─── Material a procesar ───

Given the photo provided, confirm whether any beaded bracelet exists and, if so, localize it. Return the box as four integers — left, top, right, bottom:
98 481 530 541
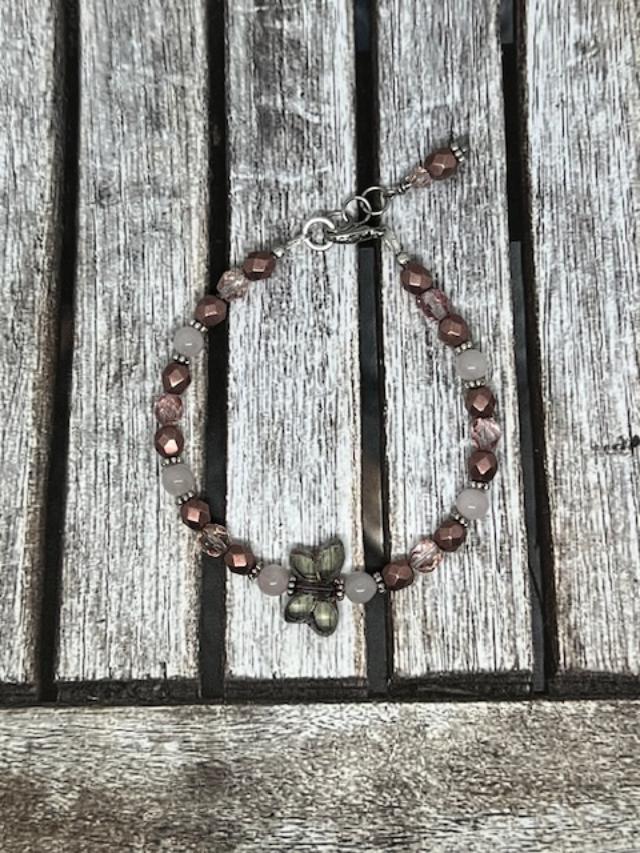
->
154 140 500 636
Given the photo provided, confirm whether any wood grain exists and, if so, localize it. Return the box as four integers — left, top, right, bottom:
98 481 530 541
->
526 0 640 692
0 0 62 699
57 0 208 698
226 0 365 693
378 0 532 691
0 702 640 853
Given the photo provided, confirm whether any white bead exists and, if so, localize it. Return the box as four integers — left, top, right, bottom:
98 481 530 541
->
344 572 378 604
456 349 489 380
258 563 289 595
173 326 204 358
456 489 489 521
161 462 196 498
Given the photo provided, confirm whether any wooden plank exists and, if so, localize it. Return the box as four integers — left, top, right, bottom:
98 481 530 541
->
226 0 365 694
378 0 532 691
526 0 640 692
0 0 62 699
0 701 640 853
57 0 208 698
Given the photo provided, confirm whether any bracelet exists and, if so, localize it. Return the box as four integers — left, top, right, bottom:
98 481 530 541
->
154 141 500 636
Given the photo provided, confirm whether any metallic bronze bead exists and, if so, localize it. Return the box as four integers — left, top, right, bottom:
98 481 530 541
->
431 518 467 551
382 560 413 592
438 314 471 347
224 542 256 575
180 498 211 530
153 424 184 459
162 361 191 394
242 252 278 281
400 261 433 296
194 295 227 329
469 450 498 483
424 148 459 181
464 385 496 418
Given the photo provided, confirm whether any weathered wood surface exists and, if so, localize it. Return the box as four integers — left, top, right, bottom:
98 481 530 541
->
378 0 532 691
0 0 62 698
0 702 640 853
57 0 208 695
526 0 640 691
226 0 365 692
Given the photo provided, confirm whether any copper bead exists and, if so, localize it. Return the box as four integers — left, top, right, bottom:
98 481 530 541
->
194 295 227 329
180 498 211 530
154 424 184 459
431 518 467 551
469 450 498 483
424 148 459 181
162 361 191 394
382 560 413 592
464 385 496 418
224 542 256 575
438 314 471 347
400 261 433 296
242 252 277 281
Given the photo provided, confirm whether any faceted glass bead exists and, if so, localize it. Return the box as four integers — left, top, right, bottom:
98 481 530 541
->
180 498 211 530
224 542 256 575
382 560 413 591
160 462 196 498
438 314 471 347
409 538 444 572
344 572 378 604
456 489 489 521
468 450 498 483
424 148 459 181
242 252 277 281
456 349 489 380
153 424 184 459
418 287 451 321
173 326 204 358
258 563 289 595
464 385 496 418
198 524 229 557
194 296 229 329
162 361 191 394
471 418 502 450
219 267 250 304
432 518 467 552
153 394 183 425
400 261 433 296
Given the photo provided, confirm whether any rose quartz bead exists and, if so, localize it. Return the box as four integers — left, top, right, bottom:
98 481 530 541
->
424 148 459 181
418 287 451 322
216 267 251 302
409 538 444 572
153 424 184 459
194 292 229 329
153 394 183 425
471 418 502 450
400 261 433 296
162 361 191 394
438 314 471 347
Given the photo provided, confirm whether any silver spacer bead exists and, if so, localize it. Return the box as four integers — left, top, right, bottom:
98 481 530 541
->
450 509 469 527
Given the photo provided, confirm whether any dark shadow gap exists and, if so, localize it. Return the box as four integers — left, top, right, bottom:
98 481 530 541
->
39 0 80 702
355 0 391 697
200 0 229 700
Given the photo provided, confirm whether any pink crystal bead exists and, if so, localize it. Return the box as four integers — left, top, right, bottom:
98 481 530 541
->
471 418 502 450
217 267 251 302
409 538 444 572
418 288 451 323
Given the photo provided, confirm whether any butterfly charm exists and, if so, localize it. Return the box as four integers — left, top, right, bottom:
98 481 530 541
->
284 539 344 637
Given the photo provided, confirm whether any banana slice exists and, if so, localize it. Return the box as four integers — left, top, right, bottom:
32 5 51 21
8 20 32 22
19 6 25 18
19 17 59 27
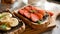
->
2 12 12 17
9 18 19 27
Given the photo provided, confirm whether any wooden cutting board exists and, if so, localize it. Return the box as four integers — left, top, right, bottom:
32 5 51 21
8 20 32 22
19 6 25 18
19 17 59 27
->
22 23 56 34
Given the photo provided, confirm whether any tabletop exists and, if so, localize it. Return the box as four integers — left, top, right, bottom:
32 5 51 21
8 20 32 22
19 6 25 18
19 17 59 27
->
0 2 60 34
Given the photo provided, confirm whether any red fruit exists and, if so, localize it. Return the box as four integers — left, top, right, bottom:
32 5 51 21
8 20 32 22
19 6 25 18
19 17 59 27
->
25 7 30 11
18 10 24 15
31 6 36 10
38 10 45 15
35 12 43 20
24 11 30 18
48 12 54 16
31 13 39 22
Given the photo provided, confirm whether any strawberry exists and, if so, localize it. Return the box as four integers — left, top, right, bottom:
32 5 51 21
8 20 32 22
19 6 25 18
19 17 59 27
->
31 13 39 22
31 6 36 10
25 7 30 11
24 11 30 18
35 12 43 20
48 12 54 16
18 10 24 15
38 10 45 15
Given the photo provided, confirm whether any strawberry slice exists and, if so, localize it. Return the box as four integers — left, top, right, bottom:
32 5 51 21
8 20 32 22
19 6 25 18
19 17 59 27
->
48 12 54 16
24 11 30 18
18 10 24 15
31 13 39 22
31 6 36 10
35 12 43 20
38 10 45 15
25 7 30 11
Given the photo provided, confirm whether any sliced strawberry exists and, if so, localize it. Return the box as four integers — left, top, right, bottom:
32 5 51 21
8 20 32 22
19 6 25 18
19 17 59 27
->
18 10 24 15
31 6 36 10
35 12 43 20
38 10 45 15
25 7 30 11
24 11 30 18
31 13 39 22
48 12 54 16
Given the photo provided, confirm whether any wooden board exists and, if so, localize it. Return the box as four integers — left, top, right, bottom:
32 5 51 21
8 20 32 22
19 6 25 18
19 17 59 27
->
22 23 56 34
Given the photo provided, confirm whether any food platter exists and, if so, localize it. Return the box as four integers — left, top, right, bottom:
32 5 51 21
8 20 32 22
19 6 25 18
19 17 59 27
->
0 10 25 34
13 5 55 29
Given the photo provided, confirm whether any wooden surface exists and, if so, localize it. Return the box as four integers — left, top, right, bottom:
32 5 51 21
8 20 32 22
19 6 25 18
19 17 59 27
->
22 23 56 34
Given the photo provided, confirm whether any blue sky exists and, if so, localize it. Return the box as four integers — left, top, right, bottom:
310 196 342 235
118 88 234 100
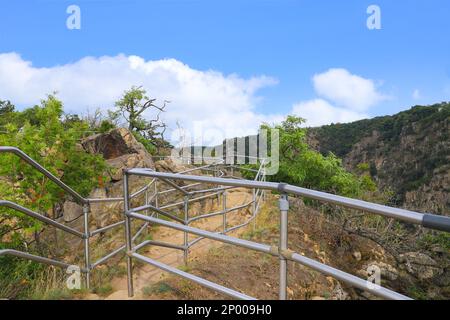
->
0 0 450 142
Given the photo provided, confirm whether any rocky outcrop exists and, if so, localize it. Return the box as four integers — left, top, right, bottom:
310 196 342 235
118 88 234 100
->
308 103 450 215
82 128 154 182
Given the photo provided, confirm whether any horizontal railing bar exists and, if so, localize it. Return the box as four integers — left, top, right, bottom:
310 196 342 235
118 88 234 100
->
87 179 156 203
285 253 412 300
0 249 82 272
91 245 125 269
91 221 125 237
133 240 186 251
88 197 123 204
127 212 408 299
190 187 236 194
130 204 184 223
159 178 189 195
0 147 88 204
0 200 86 239
158 183 202 195
227 200 253 213
188 237 206 248
159 192 219 209
129 169 450 232
130 179 156 199
225 215 256 233
131 253 255 300
126 212 271 254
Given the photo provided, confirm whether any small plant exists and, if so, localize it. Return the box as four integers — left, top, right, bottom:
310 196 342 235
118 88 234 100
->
94 284 113 296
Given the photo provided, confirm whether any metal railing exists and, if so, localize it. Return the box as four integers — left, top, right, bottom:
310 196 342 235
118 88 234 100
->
123 168 450 300
0 147 450 299
0 146 256 288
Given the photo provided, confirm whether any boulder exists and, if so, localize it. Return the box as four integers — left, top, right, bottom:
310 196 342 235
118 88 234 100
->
155 158 190 173
399 252 444 280
82 128 154 181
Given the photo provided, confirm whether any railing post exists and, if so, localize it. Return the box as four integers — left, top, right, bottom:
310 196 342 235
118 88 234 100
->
252 189 256 232
155 179 159 219
278 193 289 300
83 203 91 289
123 170 134 297
222 190 227 234
183 195 189 265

───

Reescribe todas las líneas desde la que contiene "Given the photo provided, confirm whether any boulder" hasta el final del material, ambos extremos incluidos y sin omitir ninguna. Desplaza en -75 cada coordenada de los recuadros que figuran como respuesta.

Respuesta:
Given the photo provided, confirm whether any boulder exists and, if so, localize it. Return the box as four integers — left, top, right, bottom:
310 196 342 235
118 88 234 100
->
80 83 115 98
324 177 369 205
7 53 79 106
Given the photo provided, confirm whether any railing post exists and, if so, localize it. Return the box as four integers — left, top, right, bottom:
310 196 342 235
118 88 234 100
->
177 114 181 157
80 104 84 144
203 118 214 225
8 128 16 214
48 95 59 222
147 115 152 159
108 120 114 190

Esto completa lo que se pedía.